◆ CONSIGNE 1
Comptez les lignes des entrées qui contiennent la chaîne « petal ». Donnez seulement ce nombre.

Le magistrat « a été informé par la Cour de cassation d’un recours présenté par l’ancien ministre Youssef Fenianos (..) ce qui l’a contraint à suspendre l’enquête », a précisé la source judiciaire.

M. Bitar avait lancé en septembre un mandat d’arrêt resté sans exécution à l’encontre de cet ancien ministre des Travaux publics après son refus de comparaître.

Les responsables politiques de tous bords refusent d’être interrogés par le juge, même si les autorités ont imputé le drame, qui a détruit des quartiers entiers de Beyrouth, au stockage sans mesures de précaution d’énormes quantités de nitrate d’ammonium.

Les politiciens mis en cause ont déposé quinze plaintes au total contre le juge Bitar pour entraver l’enquête, selon la source judiciaire, le forçant à suspendre ses investigations à deux reprises en octobre et en septembre.

Certains craignent que le magistrat ne connaisse le même sort que son prédécesseur, Fadi Sawan, écarté en février après l’inculpation de hauts responsables.

Pointées du doigt pour négligence criminelle, les autorités sont accusées par les familles des victimes et des ONG de torpiller l’enquête pour éviter des inculpations.

◆ CONSIGNE 2
Traduisez en anglais cette phrase du passage sur l'enquête : « Pointées du doigt pour négligence criminelle, les autorités sont accusées par les familles des victimes et des ONG de torpiller l'enquête pour éviter des inculpations. »

◆ MATÉRIEL FOURNI
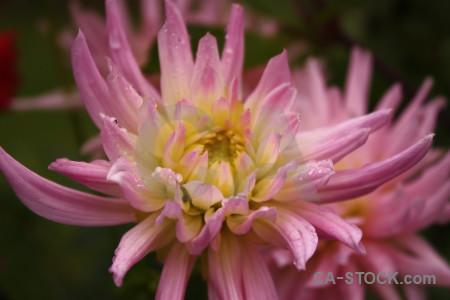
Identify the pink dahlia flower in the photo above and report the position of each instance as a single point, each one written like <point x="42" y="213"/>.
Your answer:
<point x="390" y="216"/>
<point x="201" y="171"/>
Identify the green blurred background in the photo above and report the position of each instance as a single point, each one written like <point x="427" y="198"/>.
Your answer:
<point x="40" y="259"/>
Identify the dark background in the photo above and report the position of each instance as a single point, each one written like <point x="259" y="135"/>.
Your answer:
<point x="40" y="259"/>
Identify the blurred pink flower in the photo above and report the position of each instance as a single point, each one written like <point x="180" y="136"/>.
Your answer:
<point x="390" y="216"/>
<point x="199" y="170"/>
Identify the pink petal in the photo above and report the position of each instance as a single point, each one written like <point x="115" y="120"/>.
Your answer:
<point x="209" y="232"/>
<point x="61" y="204"/>
<point x="225" y="269"/>
<point x="203" y="195"/>
<point x="127" y="100"/>
<point x="241" y="224"/>
<point x="308" y="178"/>
<point x="175" y="56"/>
<point x="91" y="174"/>
<point x="124" y="174"/>
<point x="171" y="210"/>
<point x="188" y="227"/>
<point x="291" y="231"/>
<point x="405" y="120"/>
<point x="233" y="51"/>
<point x="337" y="146"/>
<point x="174" y="148"/>
<point x="377" y="260"/>
<point x="327" y="221"/>
<point x="207" y="55"/>
<point x="353" y="183"/>
<point x="266" y="188"/>
<point x="117" y="142"/>
<point x="175" y="274"/>
<point x="391" y="99"/>
<point x="94" y="27"/>
<point x="143" y="238"/>
<point x="373" y="121"/>
<point x="122" y="55"/>
<point x="275" y="74"/>
<point x="258" y="283"/>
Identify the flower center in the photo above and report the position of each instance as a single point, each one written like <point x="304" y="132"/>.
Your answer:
<point x="223" y="145"/>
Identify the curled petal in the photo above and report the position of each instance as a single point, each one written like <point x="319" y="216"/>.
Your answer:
<point x="258" y="283"/>
<point x="275" y="74"/>
<point x="208" y="234"/>
<point x="93" y="89"/>
<point x="291" y="231"/>
<point x="138" y="242"/>
<point x="117" y="142"/>
<point x="373" y="121"/>
<point x="122" y="55"/>
<point x="328" y="222"/>
<point x="175" y="56"/>
<point x="352" y="183"/>
<point x="175" y="274"/>
<point x="61" y="204"/>
<point x="306" y="181"/>
<point x="225" y="269"/>
<point x="336" y="147"/>
<point x="266" y="188"/>
<point x="127" y="100"/>
<point x="93" y="174"/>
<point x="233" y="51"/>
<point x="241" y="224"/>
<point x="124" y="174"/>
<point x="203" y="195"/>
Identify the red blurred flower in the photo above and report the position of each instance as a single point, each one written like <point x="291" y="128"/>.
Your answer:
<point x="9" y="78"/>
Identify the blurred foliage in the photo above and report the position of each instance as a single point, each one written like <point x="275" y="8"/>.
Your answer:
<point x="40" y="259"/>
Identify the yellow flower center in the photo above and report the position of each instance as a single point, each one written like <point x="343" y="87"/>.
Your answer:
<point x="223" y="145"/>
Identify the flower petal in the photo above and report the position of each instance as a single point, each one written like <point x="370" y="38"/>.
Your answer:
<point x="122" y="55"/>
<point x="138" y="242"/>
<point x="335" y="147"/>
<point x="352" y="183"/>
<point x="175" y="56"/>
<point x="266" y="188"/>
<point x="175" y="274"/>
<point x="275" y="74"/>
<point x="93" y="174"/>
<point x="124" y="174"/>
<point x="233" y="51"/>
<point x="225" y="268"/>
<point x="92" y="86"/>
<point x="61" y="204"/>
<point x="116" y="141"/>
<point x="203" y="195"/>
<point x="292" y="231"/>
<point x="209" y="232"/>
<point x="241" y="224"/>
<point x="258" y="283"/>
<point x="327" y="221"/>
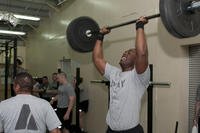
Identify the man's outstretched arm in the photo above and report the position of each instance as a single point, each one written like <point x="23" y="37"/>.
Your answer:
<point x="141" y="46"/>
<point x="98" y="57"/>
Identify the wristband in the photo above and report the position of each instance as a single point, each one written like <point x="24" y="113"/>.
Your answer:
<point x="100" y="36"/>
<point x="139" y="24"/>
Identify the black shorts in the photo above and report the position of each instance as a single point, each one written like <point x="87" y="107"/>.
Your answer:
<point x="65" y="123"/>
<point x="137" y="129"/>
<point x="83" y="106"/>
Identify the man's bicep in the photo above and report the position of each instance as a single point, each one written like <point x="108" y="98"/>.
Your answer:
<point x="101" y="64"/>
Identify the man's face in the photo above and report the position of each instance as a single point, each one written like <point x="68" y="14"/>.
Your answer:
<point x="60" y="78"/>
<point x="128" y="59"/>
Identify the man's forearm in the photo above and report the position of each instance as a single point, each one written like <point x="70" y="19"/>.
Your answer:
<point x="141" y="44"/>
<point x="98" y="57"/>
<point x="71" y="104"/>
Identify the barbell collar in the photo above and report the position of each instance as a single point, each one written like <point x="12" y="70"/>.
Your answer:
<point x="133" y="21"/>
<point x="193" y="6"/>
<point x="88" y="33"/>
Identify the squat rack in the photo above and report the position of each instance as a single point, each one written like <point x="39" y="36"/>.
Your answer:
<point x="7" y="45"/>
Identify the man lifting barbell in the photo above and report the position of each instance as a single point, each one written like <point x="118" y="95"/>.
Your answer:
<point x="127" y="85"/>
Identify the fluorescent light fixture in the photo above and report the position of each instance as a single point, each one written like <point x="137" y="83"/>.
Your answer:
<point x="27" y="17"/>
<point x="12" y="32"/>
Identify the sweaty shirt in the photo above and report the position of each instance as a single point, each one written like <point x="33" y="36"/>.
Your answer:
<point x="27" y="114"/>
<point x="126" y="91"/>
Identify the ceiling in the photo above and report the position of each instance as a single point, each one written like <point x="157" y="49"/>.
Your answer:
<point x="38" y="8"/>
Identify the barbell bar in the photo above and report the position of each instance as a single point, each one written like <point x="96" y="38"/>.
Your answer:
<point x="181" y="18"/>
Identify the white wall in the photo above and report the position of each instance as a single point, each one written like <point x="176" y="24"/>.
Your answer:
<point x="170" y="60"/>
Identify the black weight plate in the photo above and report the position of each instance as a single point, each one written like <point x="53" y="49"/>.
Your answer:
<point x="165" y="18"/>
<point x="76" y="34"/>
<point x="185" y="23"/>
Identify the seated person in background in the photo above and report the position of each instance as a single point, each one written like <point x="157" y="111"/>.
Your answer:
<point x="44" y="87"/>
<point x="19" y="66"/>
<point x="66" y="99"/>
<point x="83" y="103"/>
<point x="25" y="113"/>
<point x="54" y="84"/>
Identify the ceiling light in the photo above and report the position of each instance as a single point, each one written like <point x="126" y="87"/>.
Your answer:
<point x="12" y="32"/>
<point x="27" y="17"/>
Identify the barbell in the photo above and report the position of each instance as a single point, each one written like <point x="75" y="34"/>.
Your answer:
<point x="181" y="18"/>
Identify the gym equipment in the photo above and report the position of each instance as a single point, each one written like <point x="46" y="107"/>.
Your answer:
<point x="180" y="17"/>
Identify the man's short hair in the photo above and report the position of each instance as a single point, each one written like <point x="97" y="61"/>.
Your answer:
<point x="24" y="80"/>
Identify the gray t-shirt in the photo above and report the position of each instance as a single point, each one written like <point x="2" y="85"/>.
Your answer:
<point x="126" y="91"/>
<point x="64" y="91"/>
<point x="27" y="114"/>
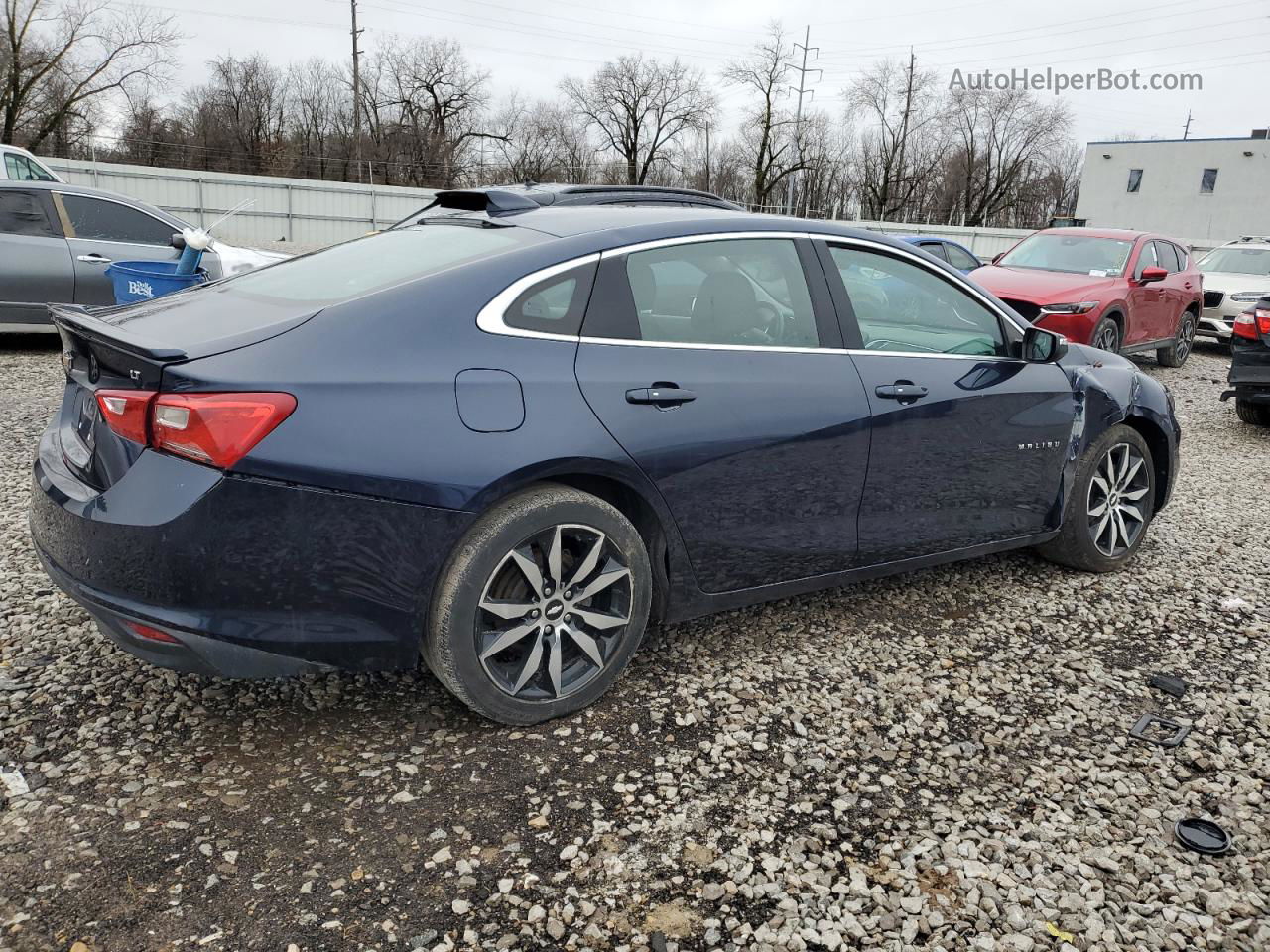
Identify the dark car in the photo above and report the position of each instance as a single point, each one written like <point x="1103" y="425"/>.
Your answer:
<point x="1250" y="365"/>
<point x="1128" y="293"/>
<point x="511" y="442"/>
<point x="536" y="194"/>
<point x="957" y="255"/>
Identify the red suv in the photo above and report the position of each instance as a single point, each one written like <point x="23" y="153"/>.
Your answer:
<point x="1121" y="291"/>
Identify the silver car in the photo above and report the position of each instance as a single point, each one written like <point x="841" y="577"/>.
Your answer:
<point x="56" y="241"/>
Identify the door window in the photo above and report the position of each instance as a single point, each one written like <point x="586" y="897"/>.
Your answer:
<point x="22" y="213"/>
<point x="109" y="221"/>
<point x="742" y="293"/>
<point x="960" y="258"/>
<point x="903" y="307"/>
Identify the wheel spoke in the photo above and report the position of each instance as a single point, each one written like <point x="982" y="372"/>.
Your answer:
<point x="507" y="610"/>
<point x="509" y="638"/>
<point x="599" y="583"/>
<point x="588" y="563"/>
<point x="554" y="558"/>
<point x="532" y="574"/>
<point x="587" y="644"/>
<point x="531" y="666"/>
<point x="554" y="661"/>
<point x="599" y="620"/>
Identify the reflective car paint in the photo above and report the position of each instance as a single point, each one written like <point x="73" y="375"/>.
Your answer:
<point x="322" y="544"/>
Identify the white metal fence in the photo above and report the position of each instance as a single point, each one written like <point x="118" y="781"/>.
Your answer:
<point x="303" y="211"/>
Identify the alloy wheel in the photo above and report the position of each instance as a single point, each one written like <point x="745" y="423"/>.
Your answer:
<point x="1115" y="500"/>
<point x="553" y="613"/>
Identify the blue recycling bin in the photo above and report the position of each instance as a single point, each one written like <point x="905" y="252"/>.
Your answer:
<point x="144" y="281"/>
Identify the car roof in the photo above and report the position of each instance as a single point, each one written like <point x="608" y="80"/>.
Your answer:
<point x="71" y="189"/>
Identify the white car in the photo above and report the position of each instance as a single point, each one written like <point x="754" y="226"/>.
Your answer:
<point x="1234" y="276"/>
<point x="19" y="166"/>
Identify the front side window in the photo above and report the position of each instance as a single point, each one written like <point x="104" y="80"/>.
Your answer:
<point x="903" y="307"/>
<point x="1071" y="254"/>
<point x="99" y="220"/>
<point x="21" y="213"/>
<point x="739" y="293"/>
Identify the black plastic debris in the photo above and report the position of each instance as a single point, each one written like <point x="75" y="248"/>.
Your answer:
<point x="1150" y="725"/>
<point x="1167" y="683"/>
<point x="1202" y="835"/>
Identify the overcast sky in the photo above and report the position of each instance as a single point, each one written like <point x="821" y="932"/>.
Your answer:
<point x="530" y="46"/>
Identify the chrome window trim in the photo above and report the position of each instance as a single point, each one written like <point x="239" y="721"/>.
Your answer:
<point x="489" y="318"/>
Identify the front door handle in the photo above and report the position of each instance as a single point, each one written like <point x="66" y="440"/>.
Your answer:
<point x="659" y="397"/>
<point x="905" y="391"/>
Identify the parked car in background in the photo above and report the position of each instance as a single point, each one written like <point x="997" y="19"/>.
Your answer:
<point x="511" y="440"/>
<point x="1236" y="275"/>
<point x="1250" y="363"/>
<point x="957" y="255"/>
<point x="19" y="166"/>
<point x="1127" y="293"/>
<point x="538" y="194"/>
<point x="56" y="241"/>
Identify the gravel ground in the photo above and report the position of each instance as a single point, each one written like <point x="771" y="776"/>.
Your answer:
<point x="937" y="761"/>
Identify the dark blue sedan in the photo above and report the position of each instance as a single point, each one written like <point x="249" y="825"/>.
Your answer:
<point x="509" y="442"/>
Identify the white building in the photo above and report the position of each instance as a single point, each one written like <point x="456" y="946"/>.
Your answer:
<point x="1205" y="189"/>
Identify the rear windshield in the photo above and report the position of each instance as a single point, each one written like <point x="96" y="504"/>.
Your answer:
<point x="1075" y="254"/>
<point x="377" y="262"/>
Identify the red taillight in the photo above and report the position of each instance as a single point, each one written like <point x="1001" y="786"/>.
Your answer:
<point x="217" y="429"/>
<point x="1246" y="325"/>
<point x="153" y="634"/>
<point x="126" y="412"/>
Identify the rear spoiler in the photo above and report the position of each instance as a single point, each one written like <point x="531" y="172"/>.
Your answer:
<point x="77" y="320"/>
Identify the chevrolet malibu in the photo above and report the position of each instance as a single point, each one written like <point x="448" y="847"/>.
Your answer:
<point x="511" y="442"/>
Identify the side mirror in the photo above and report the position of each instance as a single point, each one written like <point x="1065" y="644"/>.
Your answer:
<point x="1043" y="345"/>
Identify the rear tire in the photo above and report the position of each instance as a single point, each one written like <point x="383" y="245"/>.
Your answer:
<point x="540" y="607"/>
<point x="1176" y="353"/>
<point x="1106" y="335"/>
<point x="1256" y="414"/>
<point x="1115" y="479"/>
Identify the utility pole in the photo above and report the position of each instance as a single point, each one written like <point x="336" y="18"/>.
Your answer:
<point x="798" y="114"/>
<point x="357" y="96"/>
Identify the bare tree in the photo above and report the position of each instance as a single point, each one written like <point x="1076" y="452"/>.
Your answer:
<point x="60" y="60"/>
<point x="642" y="107"/>
<point x="903" y="145"/>
<point x="769" y="134"/>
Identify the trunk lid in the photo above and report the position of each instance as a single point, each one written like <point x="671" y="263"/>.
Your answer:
<point x="127" y="348"/>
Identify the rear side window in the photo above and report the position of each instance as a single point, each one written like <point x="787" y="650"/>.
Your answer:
<point x="98" y="220"/>
<point x="377" y="262"/>
<point x="556" y="304"/>
<point x="902" y="307"/>
<point x="22" y="213"/>
<point x="739" y="293"/>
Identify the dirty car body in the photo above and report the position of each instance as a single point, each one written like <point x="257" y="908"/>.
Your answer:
<point x="441" y="368"/>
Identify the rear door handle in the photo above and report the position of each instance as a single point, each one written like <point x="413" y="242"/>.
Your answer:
<point x="901" y="391"/>
<point x="659" y="397"/>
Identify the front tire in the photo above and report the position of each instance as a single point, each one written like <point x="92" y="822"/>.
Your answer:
<point x="1176" y="353"/>
<point x="1256" y="414"/>
<point x="540" y="607"/>
<point x="1106" y="335"/>
<point x="1110" y="507"/>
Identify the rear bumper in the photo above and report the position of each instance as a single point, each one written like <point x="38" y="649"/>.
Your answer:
<point x="254" y="578"/>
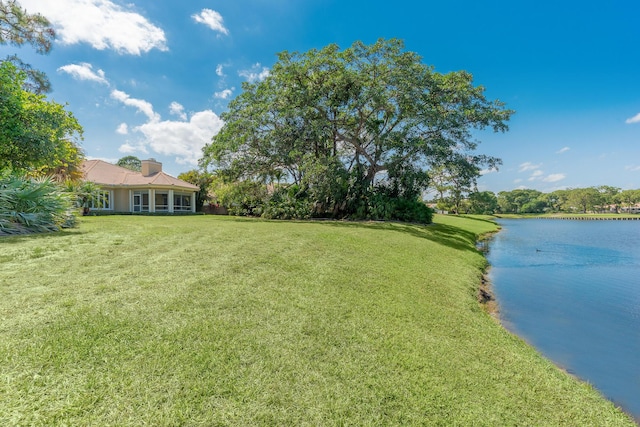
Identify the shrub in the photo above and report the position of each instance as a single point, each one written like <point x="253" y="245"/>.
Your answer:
<point x="34" y="205"/>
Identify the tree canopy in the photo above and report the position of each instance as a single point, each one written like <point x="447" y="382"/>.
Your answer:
<point x="34" y="133"/>
<point x="130" y="162"/>
<point x="17" y="27"/>
<point x="354" y="128"/>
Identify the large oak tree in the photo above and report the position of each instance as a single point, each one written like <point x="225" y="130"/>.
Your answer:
<point x="369" y="116"/>
<point x="36" y="135"/>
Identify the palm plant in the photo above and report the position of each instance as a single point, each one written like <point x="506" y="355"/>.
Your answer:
<point x="36" y="204"/>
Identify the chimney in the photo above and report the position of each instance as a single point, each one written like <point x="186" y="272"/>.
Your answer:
<point x="150" y="167"/>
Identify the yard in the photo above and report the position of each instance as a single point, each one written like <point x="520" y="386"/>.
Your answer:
<point x="202" y="320"/>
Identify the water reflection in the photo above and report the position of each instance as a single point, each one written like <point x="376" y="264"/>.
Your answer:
<point x="572" y="289"/>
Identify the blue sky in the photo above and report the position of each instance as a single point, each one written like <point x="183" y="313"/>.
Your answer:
<point x="150" y="78"/>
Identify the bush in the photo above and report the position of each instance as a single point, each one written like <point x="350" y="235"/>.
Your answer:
<point x="34" y="205"/>
<point x="288" y="203"/>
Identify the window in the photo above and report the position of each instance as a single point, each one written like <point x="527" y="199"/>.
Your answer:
<point x="181" y="202"/>
<point x="141" y="201"/>
<point x="100" y="200"/>
<point x="162" y="201"/>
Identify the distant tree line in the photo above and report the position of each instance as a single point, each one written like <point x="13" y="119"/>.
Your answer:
<point x="601" y="199"/>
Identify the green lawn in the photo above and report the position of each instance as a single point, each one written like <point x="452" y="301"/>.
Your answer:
<point x="205" y="320"/>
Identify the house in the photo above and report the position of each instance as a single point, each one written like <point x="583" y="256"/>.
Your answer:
<point x="150" y="190"/>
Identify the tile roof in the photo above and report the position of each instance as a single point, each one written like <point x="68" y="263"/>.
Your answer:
<point x="101" y="172"/>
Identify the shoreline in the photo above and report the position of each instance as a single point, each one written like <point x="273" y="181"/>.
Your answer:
<point x="489" y="302"/>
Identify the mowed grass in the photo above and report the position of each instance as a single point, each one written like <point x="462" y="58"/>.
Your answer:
<point x="205" y="320"/>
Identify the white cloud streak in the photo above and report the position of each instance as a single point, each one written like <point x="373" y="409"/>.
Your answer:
<point x="224" y="94"/>
<point x="634" y="119"/>
<point x="142" y="106"/>
<point x="183" y="139"/>
<point x="527" y="166"/>
<point x="255" y="73"/>
<point x="123" y="129"/>
<point x="554" y="177"/>
<point x="177" y="110"/>
<point x="84" y="71"/>
<point x="211" y="19"/>
<point x="102" y="24"/>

◆ CORRIGÉ 1
3

◆ CORRIGÉ 2
Singled out for criminal negligence, the authorities are accused by the victims' families and NGOs of sabotaging the investigation to avoid indictments.